== TEXTO DA PÁGINA ==
Mais um outubro, mais um Halloween, mais uma comemoração. 

Sobre esse assunto, tenho orgulho em dizer que minha fé não é, nunca foi, segredo a ninguém que me conheça, seja real ou virtualmente. Há mais de duas décadas saí do armário da vassoura e assumi o caminho que algumas de minhas antepassadas trilharam, que grita forte dentro de mim, tão antigo quanto a própria humanidade: o Paganismo.

E por favor, não confunda, não sou ateia, com todo meu respeito aos ateus. 

Aliás, não creio em um deus único, mas em vários, em todos eles, que se entrelaçam aos diferentes tempos e culturas, assumem diferentes formas e respondem por diferentes nomes, porém iguais e legítimos em sua essência. 

Acredito que todo ser vivente carrega em si a centelha do que é divino.

Também não sou “filha do demônio”, como já me chamaram. Aliás, se é que existem demônios, eles vivem dentro de nós, prontos a nos testar e atormentar, sob a forma de tudo que há de pior e mais nefasto.
===
== REGISTROS FORNECIDOS ==
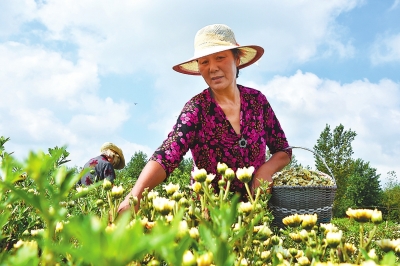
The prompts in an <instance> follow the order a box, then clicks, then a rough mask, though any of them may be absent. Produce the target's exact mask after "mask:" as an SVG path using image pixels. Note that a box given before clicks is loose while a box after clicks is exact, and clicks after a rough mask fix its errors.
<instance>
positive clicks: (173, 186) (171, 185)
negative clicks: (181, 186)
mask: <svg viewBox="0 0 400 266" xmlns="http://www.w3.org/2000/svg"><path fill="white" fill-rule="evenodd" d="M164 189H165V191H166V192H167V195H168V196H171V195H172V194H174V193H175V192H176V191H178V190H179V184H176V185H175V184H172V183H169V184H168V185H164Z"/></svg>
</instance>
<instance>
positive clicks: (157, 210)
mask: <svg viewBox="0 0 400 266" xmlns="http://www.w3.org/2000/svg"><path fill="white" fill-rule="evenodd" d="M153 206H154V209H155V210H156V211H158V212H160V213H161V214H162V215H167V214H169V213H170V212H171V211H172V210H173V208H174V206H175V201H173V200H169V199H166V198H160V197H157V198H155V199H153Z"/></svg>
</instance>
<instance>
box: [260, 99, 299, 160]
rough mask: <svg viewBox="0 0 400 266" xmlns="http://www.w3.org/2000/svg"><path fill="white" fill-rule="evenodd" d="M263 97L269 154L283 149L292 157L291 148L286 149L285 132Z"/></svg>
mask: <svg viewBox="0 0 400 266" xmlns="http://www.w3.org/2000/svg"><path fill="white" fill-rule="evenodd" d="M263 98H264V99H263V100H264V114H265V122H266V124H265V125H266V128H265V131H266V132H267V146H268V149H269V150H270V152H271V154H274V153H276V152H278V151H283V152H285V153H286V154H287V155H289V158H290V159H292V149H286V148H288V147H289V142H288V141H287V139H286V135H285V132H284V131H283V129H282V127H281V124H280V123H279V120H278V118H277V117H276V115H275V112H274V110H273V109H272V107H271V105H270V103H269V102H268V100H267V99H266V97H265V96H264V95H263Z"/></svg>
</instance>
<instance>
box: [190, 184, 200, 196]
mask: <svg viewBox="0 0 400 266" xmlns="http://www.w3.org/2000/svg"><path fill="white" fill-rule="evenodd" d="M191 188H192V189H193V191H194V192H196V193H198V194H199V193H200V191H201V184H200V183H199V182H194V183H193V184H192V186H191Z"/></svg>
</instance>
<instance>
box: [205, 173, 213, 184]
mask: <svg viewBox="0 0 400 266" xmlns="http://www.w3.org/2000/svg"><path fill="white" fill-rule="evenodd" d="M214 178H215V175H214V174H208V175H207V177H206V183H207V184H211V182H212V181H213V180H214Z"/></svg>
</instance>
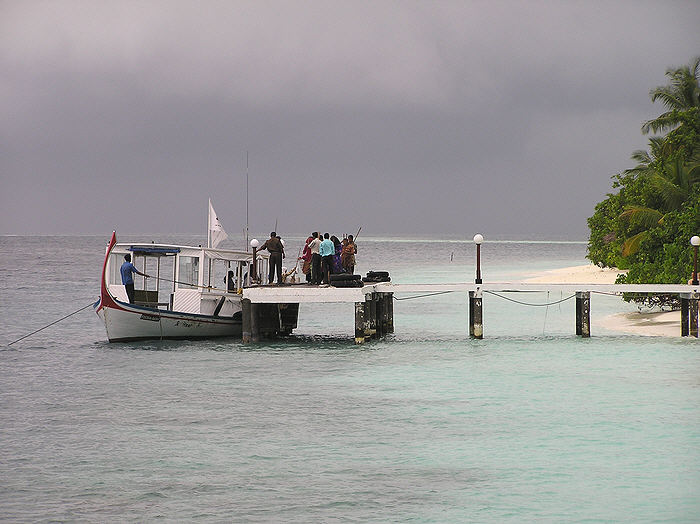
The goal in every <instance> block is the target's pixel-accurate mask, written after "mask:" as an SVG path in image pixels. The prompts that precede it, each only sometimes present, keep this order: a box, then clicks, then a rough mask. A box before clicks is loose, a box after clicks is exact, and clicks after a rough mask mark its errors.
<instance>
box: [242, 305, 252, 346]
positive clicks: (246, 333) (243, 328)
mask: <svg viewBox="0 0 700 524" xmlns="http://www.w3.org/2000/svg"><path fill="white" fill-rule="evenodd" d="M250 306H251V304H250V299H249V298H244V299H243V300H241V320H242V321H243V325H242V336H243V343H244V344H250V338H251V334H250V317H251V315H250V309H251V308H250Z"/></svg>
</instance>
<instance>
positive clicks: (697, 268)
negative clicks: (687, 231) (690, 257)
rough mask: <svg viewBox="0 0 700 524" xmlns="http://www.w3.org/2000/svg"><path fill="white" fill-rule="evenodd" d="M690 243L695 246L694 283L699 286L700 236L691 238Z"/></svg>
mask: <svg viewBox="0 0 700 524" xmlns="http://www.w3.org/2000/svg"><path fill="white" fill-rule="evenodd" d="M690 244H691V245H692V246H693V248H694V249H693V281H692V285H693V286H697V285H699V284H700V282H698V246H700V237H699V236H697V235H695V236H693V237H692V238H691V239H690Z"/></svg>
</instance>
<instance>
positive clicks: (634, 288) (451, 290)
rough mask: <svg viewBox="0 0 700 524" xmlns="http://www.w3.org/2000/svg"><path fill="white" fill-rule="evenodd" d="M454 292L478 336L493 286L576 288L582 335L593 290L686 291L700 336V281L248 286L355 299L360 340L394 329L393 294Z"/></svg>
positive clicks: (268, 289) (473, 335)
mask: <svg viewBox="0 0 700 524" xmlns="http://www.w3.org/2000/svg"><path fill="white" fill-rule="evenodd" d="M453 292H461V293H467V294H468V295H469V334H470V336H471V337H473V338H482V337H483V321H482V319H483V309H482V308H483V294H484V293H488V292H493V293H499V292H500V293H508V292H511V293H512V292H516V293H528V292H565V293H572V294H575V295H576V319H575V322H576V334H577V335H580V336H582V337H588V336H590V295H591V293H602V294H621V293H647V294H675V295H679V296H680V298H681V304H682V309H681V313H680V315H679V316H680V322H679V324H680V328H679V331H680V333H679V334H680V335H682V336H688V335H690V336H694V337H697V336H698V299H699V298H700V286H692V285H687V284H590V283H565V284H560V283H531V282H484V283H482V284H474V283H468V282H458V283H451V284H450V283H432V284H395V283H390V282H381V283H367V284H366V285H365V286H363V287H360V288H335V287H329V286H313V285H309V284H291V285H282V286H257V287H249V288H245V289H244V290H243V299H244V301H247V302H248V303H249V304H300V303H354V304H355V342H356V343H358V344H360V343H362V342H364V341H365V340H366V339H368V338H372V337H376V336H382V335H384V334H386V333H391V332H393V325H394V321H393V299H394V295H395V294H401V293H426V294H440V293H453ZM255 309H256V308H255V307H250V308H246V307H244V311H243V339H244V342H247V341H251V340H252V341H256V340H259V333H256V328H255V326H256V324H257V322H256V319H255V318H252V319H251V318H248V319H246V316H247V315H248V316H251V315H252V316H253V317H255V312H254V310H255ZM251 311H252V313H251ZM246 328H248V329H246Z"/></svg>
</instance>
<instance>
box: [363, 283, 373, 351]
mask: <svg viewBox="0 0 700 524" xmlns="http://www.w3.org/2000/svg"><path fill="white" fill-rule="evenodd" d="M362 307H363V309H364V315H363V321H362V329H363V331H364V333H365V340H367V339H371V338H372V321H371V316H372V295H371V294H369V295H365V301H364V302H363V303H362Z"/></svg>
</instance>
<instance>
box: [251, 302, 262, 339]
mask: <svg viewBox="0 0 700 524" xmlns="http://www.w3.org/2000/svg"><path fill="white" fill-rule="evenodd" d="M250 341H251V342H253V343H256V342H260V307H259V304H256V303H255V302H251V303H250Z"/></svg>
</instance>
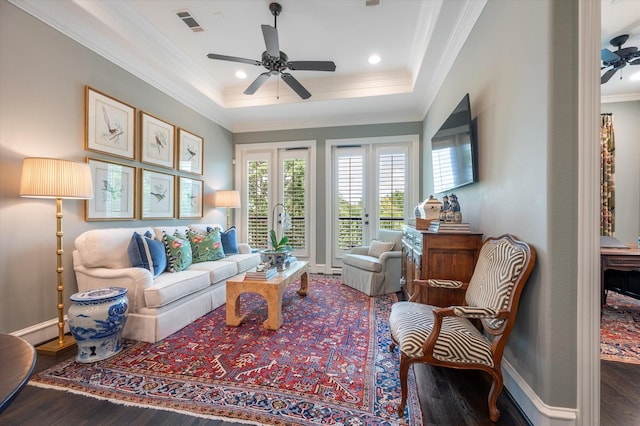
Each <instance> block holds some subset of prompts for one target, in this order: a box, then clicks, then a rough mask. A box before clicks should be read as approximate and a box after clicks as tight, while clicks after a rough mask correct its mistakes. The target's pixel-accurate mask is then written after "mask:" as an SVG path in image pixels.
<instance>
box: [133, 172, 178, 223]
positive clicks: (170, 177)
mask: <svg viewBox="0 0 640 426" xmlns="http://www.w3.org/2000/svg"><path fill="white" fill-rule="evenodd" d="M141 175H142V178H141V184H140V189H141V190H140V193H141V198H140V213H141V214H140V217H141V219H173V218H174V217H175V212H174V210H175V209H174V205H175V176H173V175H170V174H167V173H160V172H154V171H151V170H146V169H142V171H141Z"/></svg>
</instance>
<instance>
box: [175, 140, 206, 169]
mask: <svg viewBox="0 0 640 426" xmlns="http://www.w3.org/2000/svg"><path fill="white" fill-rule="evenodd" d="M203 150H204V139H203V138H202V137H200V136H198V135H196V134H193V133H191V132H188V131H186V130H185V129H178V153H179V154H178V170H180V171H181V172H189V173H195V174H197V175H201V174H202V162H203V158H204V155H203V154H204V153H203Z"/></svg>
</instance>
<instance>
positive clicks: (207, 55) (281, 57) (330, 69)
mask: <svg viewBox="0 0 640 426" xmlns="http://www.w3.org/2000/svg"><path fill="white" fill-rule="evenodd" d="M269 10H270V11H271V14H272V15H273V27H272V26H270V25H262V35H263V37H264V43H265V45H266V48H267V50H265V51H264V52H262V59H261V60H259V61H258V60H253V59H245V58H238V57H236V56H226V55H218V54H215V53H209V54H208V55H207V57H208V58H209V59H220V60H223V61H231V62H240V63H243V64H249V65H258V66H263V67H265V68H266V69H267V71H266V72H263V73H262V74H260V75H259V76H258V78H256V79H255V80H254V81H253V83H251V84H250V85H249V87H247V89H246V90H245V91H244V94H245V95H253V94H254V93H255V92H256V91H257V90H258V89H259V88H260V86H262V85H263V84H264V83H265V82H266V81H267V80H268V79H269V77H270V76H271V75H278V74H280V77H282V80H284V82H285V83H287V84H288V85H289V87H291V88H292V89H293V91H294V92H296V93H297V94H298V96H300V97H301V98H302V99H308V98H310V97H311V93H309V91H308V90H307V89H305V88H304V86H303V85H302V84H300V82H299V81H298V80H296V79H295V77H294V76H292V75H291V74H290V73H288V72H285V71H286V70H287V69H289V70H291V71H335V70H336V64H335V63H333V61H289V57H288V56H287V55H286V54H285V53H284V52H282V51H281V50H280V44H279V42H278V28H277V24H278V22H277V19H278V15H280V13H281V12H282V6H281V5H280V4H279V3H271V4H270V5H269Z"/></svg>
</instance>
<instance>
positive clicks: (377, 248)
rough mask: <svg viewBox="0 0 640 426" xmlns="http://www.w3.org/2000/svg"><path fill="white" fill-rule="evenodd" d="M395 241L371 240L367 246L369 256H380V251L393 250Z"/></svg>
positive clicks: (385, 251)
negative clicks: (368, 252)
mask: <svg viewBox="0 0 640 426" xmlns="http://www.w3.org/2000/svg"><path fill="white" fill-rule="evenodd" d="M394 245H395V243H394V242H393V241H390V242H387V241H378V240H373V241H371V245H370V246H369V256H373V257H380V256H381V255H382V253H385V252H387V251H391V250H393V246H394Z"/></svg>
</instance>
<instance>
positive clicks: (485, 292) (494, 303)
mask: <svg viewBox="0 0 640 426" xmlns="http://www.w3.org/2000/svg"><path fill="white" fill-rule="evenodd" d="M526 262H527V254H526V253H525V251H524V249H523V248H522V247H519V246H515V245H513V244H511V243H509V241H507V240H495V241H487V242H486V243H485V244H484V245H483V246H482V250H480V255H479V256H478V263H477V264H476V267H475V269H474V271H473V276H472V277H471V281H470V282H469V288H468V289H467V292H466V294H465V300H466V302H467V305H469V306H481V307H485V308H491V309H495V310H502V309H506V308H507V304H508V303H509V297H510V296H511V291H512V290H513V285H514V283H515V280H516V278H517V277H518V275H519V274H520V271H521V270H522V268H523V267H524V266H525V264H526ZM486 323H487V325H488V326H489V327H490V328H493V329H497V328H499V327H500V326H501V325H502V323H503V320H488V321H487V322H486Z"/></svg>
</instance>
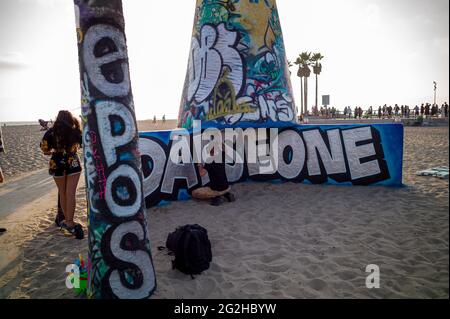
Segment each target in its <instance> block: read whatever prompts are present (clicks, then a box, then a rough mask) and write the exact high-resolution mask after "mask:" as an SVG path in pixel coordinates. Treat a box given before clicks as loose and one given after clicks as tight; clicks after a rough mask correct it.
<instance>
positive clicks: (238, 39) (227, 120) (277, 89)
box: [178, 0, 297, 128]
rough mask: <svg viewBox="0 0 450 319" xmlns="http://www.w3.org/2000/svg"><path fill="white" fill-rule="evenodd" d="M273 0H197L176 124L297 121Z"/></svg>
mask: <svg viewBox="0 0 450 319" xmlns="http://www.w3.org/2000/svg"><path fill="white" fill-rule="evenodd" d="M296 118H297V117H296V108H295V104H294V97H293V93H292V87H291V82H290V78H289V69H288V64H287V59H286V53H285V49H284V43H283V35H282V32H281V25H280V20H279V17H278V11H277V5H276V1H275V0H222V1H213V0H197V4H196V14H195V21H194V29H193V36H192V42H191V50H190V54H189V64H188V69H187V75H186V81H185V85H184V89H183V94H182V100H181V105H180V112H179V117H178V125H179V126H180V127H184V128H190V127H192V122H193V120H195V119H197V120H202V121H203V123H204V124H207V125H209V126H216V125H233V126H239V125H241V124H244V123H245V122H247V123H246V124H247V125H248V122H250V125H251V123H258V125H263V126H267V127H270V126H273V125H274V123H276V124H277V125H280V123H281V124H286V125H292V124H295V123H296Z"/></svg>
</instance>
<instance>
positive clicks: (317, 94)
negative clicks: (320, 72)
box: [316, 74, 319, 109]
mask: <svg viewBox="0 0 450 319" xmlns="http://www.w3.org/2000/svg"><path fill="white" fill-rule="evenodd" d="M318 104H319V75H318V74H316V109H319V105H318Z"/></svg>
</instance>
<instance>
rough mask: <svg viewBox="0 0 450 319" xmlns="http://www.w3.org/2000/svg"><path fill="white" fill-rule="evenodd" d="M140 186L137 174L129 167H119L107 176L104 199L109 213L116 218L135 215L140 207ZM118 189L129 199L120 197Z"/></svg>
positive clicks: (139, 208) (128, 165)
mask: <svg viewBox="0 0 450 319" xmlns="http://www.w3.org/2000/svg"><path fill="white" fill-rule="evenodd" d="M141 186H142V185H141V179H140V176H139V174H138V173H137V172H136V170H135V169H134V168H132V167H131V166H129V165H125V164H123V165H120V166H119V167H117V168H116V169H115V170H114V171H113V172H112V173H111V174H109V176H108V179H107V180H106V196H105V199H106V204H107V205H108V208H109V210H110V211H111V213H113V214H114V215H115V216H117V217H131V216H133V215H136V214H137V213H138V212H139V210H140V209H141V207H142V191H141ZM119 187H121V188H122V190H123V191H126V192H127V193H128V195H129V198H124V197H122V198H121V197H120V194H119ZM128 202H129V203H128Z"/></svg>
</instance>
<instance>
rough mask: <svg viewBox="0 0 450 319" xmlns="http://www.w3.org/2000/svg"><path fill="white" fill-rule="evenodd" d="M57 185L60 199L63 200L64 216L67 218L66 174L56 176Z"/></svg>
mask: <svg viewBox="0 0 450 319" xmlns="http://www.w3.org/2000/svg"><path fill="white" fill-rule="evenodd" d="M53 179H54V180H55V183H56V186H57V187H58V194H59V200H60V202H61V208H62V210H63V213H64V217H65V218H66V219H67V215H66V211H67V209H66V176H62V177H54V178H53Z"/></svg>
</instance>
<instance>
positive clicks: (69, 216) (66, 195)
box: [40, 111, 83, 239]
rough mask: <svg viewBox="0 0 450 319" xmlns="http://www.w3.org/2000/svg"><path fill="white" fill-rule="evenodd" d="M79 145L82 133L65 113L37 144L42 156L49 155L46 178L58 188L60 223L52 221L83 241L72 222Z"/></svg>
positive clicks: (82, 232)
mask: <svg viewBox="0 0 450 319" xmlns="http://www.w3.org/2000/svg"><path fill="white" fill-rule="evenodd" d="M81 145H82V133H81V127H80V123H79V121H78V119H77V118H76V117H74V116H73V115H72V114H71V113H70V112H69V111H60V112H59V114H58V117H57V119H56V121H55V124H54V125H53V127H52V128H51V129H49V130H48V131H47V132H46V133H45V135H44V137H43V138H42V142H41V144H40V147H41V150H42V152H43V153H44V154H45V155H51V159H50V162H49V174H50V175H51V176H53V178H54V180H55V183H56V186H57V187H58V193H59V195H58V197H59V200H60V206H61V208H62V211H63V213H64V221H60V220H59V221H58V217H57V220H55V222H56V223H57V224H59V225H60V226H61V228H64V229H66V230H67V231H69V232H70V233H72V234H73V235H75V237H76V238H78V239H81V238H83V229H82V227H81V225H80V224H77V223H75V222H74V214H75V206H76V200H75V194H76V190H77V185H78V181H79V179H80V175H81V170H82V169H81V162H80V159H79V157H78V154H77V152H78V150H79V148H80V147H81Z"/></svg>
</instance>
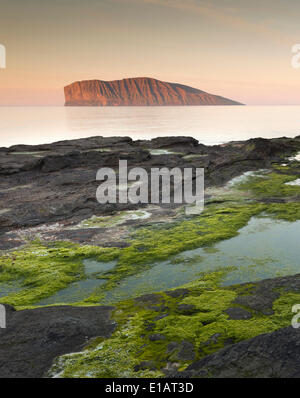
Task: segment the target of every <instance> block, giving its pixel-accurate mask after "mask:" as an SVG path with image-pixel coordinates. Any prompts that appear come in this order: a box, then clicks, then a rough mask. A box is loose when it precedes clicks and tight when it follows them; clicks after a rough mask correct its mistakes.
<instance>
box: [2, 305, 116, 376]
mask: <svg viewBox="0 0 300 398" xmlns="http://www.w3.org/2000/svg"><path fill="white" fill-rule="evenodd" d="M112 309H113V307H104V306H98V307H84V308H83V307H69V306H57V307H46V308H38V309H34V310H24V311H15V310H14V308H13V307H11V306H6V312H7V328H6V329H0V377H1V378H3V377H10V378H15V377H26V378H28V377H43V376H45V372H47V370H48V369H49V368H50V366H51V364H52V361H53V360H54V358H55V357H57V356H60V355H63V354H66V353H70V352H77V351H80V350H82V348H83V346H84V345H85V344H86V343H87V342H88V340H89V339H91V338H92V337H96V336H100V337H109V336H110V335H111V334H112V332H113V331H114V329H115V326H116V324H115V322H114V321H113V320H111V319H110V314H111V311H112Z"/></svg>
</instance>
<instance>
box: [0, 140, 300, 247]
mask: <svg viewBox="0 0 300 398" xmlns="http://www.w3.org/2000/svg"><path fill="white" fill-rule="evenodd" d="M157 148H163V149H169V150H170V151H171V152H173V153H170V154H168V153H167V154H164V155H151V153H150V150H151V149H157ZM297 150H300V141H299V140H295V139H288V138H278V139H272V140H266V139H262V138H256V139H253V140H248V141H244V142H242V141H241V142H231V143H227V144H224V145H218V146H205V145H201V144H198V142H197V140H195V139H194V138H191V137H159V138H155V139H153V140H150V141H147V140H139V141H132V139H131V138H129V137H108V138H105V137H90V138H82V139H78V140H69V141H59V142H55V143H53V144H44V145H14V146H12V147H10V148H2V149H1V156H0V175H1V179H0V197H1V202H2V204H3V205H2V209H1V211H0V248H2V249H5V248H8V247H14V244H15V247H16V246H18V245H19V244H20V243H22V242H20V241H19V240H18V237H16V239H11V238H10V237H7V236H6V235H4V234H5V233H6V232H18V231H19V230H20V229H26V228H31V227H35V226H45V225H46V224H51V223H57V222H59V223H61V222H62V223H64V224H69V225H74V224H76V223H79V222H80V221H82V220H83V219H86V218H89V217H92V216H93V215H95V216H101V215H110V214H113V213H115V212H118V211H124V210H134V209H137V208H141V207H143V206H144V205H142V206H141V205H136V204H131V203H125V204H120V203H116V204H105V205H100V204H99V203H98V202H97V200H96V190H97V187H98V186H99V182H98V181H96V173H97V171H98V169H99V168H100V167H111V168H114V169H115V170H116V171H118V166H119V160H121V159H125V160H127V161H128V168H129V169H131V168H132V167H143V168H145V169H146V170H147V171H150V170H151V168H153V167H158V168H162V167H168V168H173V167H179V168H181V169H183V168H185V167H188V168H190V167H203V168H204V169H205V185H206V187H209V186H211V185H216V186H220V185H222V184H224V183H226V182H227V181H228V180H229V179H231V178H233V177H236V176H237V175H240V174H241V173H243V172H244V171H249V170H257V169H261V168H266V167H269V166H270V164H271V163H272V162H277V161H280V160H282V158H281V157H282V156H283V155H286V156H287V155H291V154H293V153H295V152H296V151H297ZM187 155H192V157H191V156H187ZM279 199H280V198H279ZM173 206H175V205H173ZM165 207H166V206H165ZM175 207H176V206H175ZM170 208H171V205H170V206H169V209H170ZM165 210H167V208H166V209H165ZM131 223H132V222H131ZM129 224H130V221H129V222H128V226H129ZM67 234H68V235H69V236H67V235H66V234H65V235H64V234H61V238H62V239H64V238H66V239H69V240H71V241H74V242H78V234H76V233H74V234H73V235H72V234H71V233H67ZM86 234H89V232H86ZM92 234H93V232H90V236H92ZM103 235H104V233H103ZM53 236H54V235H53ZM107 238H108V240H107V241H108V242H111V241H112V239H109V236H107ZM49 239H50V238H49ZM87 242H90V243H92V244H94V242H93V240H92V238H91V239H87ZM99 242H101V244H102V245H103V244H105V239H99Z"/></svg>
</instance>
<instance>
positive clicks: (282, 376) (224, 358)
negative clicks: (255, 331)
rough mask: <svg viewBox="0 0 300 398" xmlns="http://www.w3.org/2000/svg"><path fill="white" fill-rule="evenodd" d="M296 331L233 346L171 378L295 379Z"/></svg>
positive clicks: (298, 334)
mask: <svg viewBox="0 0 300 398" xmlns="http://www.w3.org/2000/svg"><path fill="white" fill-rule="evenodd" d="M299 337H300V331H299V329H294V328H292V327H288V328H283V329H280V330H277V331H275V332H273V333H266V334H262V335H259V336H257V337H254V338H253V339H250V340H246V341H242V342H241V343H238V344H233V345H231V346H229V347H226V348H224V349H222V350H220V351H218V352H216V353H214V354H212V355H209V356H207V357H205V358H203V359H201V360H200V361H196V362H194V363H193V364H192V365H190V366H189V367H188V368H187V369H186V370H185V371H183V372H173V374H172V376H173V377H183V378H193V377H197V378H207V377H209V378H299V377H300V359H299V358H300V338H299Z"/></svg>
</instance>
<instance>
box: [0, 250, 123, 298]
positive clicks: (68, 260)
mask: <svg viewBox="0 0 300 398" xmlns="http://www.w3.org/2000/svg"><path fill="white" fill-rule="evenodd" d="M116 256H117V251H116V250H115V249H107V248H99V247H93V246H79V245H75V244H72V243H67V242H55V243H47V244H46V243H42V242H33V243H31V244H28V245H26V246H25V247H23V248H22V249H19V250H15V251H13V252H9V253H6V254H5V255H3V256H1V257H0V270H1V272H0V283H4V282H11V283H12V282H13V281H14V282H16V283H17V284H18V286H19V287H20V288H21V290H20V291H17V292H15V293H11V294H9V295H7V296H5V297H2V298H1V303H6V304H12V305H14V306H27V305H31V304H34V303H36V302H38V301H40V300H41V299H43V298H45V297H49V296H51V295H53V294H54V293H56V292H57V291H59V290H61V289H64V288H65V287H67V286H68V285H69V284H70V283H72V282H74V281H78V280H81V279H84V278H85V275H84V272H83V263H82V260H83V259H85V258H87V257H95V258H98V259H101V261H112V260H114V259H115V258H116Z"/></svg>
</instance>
===
• [REQUISITOS DO EXERCÍCIO]
a – Reescreva o trecho do texto sobre a fé pagã que vai de "Sobre esse assunto, tenho" até "que é divino.", trocando "Paganismo" por "Neopaganismo".
b – Dê prosseguimento ao texto sobre a fé pagã a partir de sua última frase.

• [RESPOSTAS DAS TAREFAS]
a –
Sobre esse assunto, tenho orgulho em dizer que minha fé não é, nunca foi, segredo a ninguém que me conheça, seja real ou virtualmente. Há mais de duas décadas saí do armário da vassoura e assumi o caminho que algumas de minhas antepassadas trilharam, que grita forte dentro de mim, tão antigo quanto a própria humanidade: o Neopaganismo.

E por favor, não confunda, não sou ateia, com todo meu respeito aos ateus. 

Aliás, não creio em um deus único, mas em vários, em todos eles, que se entrelaçam aos diferentes tempos e culturas, assumem diferentes formas e respondem por diferentes nomes, porém iguais e legítimos em sua essência. 

Acredito que todo ser vivente carrega em si a centelha do que é divino.

b –
Tenho profundo respeito a toda manifestação de religiosidade verdadeira. E amigos de praticamente todos os credos e não-credos. Pratico algo maior e melhor do que a simples tolerância: a coexistência, a crença em um mundo harmonioso e diverso, onde cada um possa ver a humanidade refletida pelos olhos do outro, independente daquilo em que crê, sem preconceitos, tentativas de imposição de uma visão ou outra.

Não me julgue. Não precisa concordar comigo, apenas me respeite, sou tão gente quanto você: também trabalho, pago contas, educo meu filho, cuido da casa, vou ao supermercado, vejo TV, fico doente, tenho dúvidas e indagações, passo raiva, me revolto, me alegro, amo, odeio…

Ou, para facilitar a compreensão: muito prazer, sou uma bruxa. Espiritualizada, longe de perfeita. 365 dias ao ano, 24 horas por dia, fundamentada por muito estudo e vivências.

E por isso me é irresistível a vontade de contra argumentar quando ouço expressões do tipo “Fulana é má feito uma bruxa”, “A bruxa está à solta por aí”, “Feia como uma bruxa” e outras do gênero, invariavelmente em tom depreciativo.

É como dizer que todo indivíduo é igual, todos os dias são chatos e tediosos, todo amor é para sempre. Não é, não são.

Se as bruxas estivessem realmente à solta, não haveria tanta desigualdade por aí. O mundo seria bem mais empático, mais justo e equânime.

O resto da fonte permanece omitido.